:: The exercise ::
Show every line in the records below that contains the string "jesus", copying each such line in full. Case counts.

:: Records shown ::
════════
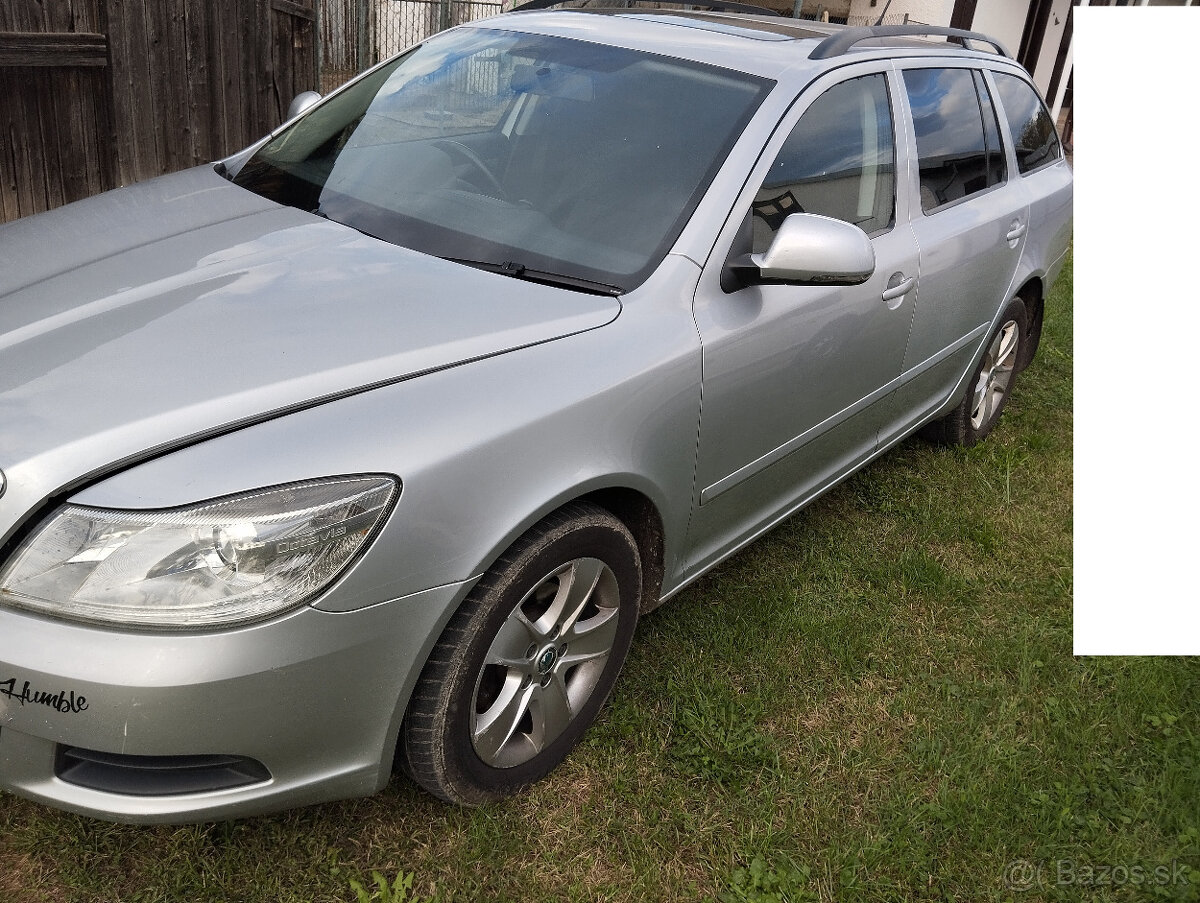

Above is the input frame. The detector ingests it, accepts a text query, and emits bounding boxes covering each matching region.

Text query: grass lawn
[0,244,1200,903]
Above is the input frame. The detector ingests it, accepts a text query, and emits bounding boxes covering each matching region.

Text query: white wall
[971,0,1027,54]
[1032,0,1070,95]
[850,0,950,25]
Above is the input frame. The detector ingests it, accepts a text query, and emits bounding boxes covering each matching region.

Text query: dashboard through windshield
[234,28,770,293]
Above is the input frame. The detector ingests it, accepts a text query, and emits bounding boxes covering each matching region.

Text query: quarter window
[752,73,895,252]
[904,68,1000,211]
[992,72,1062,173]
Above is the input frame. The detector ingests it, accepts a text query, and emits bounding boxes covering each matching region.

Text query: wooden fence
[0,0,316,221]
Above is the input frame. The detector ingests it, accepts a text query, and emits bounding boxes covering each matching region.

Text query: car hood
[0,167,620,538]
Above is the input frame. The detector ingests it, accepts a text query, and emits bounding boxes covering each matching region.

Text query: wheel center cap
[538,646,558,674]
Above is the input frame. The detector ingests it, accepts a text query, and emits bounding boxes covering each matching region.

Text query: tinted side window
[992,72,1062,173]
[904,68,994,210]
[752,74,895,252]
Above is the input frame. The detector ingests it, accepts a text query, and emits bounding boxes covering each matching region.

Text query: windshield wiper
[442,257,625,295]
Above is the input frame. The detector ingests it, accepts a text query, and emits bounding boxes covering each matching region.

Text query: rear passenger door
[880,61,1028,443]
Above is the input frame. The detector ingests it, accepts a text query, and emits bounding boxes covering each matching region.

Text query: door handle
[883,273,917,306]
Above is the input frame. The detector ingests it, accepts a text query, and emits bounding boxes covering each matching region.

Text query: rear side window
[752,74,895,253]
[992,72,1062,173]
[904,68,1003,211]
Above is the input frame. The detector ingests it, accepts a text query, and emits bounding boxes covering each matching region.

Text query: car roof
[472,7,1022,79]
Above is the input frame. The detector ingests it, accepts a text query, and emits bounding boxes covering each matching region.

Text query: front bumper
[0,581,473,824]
════════
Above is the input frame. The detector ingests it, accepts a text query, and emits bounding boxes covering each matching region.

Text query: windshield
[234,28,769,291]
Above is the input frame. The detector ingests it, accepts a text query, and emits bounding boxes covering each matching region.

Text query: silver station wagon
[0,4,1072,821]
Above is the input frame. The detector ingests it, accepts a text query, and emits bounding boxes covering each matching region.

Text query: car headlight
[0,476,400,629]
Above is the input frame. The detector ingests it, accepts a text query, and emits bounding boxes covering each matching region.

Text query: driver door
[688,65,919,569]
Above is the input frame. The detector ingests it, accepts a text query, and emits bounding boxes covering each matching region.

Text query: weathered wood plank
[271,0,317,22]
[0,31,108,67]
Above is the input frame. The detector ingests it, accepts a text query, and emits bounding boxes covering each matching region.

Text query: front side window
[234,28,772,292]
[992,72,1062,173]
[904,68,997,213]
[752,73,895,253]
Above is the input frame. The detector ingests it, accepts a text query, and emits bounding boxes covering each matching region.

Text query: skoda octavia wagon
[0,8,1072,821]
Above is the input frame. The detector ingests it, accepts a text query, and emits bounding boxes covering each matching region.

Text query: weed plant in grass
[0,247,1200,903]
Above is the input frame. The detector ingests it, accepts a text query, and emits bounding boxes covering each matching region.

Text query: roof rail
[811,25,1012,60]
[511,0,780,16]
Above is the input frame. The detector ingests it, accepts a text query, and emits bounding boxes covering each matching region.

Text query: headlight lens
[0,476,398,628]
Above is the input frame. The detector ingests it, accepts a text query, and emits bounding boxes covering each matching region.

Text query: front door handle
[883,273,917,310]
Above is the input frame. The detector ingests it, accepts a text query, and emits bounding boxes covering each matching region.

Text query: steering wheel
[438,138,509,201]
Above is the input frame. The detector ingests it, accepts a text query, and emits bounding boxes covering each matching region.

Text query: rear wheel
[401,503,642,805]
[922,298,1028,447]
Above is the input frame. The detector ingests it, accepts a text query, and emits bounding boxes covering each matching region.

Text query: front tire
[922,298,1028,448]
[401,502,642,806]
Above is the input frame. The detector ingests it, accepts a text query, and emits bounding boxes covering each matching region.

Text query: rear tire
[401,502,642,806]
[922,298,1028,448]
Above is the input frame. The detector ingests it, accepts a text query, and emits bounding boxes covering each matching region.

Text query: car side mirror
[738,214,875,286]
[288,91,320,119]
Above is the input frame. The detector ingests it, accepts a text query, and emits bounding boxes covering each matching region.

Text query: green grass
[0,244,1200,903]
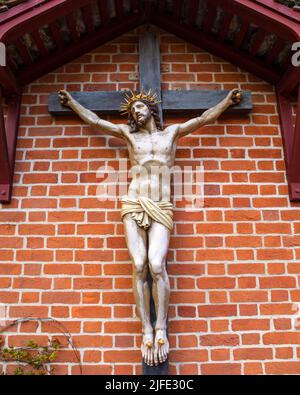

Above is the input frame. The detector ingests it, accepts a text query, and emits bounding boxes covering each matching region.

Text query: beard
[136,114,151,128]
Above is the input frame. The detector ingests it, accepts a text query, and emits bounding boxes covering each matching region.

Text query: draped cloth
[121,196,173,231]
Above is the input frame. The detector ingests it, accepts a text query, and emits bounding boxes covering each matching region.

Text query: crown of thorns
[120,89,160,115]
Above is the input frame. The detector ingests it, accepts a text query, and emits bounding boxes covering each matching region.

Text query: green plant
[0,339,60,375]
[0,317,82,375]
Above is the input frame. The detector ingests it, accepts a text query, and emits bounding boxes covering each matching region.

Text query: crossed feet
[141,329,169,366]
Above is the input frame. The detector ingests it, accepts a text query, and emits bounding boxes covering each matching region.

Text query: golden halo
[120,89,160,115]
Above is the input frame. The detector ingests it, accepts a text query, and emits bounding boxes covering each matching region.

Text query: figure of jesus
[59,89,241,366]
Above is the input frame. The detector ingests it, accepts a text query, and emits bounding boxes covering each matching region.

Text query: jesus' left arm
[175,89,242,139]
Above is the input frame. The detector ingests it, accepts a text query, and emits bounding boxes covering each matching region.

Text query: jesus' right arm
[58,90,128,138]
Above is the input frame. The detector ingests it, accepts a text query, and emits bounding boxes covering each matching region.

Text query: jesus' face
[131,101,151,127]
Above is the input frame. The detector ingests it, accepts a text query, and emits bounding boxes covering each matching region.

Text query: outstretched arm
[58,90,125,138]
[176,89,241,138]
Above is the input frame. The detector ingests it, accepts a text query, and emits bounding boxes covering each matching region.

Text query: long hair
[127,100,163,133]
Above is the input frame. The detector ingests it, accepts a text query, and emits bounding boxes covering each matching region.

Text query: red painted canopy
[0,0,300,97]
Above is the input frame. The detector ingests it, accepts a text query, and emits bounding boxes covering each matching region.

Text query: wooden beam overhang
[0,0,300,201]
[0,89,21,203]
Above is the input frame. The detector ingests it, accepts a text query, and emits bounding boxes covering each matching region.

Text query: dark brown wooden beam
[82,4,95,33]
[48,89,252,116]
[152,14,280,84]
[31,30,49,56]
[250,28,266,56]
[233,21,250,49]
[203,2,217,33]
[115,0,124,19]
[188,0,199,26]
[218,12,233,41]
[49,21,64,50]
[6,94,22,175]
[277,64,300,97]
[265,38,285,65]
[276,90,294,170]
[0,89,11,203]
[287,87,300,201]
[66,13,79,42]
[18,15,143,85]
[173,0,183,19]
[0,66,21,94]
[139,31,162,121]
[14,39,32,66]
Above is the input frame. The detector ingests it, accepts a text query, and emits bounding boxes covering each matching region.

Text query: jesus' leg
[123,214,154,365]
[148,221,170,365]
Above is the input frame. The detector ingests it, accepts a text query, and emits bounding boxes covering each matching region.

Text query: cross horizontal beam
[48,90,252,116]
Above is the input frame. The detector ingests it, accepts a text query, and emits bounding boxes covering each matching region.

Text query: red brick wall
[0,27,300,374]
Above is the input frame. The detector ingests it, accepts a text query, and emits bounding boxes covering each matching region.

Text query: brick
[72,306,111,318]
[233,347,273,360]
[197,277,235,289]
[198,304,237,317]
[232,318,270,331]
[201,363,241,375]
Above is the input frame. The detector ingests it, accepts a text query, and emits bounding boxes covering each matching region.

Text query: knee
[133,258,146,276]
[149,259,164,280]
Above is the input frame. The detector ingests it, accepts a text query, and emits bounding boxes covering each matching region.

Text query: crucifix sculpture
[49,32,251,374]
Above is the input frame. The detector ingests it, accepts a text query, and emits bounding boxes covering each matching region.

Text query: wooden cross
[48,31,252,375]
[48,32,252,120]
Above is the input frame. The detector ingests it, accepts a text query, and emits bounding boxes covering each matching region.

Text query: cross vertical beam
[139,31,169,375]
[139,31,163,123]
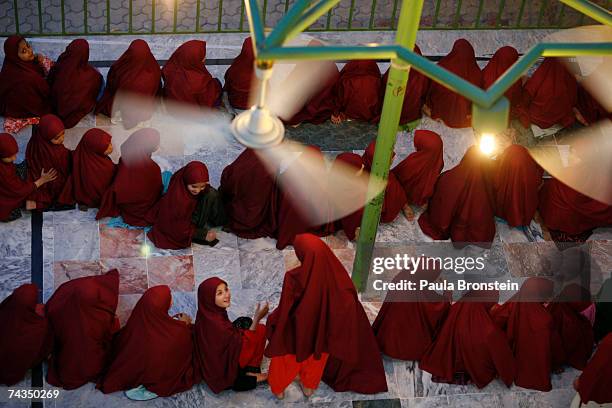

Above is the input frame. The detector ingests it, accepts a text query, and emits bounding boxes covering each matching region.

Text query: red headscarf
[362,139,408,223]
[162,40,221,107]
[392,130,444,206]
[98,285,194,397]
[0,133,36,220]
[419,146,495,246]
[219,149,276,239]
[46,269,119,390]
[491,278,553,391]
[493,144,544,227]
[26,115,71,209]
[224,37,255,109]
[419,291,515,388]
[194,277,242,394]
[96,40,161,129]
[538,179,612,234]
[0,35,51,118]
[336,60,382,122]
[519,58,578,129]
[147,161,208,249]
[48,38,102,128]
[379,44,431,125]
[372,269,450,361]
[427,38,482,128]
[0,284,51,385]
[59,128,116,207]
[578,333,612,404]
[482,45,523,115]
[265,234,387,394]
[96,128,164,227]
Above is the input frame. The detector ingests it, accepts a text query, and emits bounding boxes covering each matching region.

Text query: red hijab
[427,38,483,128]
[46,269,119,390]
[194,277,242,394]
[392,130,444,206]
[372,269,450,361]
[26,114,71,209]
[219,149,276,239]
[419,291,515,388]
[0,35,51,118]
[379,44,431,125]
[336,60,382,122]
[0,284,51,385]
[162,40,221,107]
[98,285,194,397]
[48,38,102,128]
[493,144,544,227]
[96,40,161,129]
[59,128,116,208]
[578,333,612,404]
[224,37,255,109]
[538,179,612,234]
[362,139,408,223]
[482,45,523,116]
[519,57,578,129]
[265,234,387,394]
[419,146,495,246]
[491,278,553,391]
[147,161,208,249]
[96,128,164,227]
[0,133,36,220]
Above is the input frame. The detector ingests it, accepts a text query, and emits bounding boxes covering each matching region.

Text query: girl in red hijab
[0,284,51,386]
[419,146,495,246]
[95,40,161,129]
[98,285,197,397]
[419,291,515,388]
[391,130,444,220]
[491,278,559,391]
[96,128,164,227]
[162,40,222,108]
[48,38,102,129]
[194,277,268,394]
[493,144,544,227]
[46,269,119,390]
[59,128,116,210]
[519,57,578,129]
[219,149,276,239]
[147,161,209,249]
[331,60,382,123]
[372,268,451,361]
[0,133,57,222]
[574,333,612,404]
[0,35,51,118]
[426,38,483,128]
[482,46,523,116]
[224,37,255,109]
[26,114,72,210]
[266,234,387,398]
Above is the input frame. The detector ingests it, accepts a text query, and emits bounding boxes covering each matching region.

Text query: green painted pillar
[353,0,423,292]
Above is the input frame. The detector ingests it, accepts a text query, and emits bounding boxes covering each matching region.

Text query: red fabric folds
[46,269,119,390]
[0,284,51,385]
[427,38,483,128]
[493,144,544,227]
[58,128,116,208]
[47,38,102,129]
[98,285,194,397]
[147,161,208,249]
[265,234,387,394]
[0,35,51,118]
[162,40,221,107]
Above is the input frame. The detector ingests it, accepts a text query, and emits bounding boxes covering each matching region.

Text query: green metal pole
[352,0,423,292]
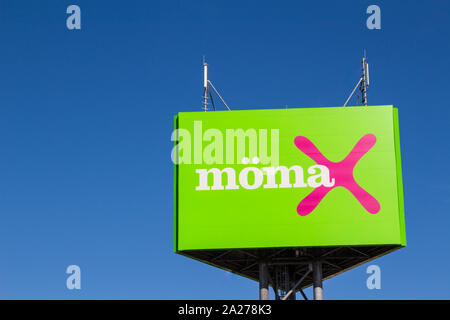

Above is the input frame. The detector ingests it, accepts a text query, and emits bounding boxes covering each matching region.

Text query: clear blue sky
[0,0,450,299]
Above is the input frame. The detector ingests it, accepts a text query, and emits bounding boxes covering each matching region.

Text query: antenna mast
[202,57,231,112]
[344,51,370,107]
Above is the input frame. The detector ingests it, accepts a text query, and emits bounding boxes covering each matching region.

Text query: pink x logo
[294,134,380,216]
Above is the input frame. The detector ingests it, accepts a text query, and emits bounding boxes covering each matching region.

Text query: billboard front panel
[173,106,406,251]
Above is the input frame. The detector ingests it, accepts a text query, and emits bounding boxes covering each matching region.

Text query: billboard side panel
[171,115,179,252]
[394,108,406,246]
════════
:: Solution to this task ::
Text query: figure of jesus
Text query: jesus' left arm
Text query: jesus' right arm
Text query: jesus' face
Text query: jesus' leg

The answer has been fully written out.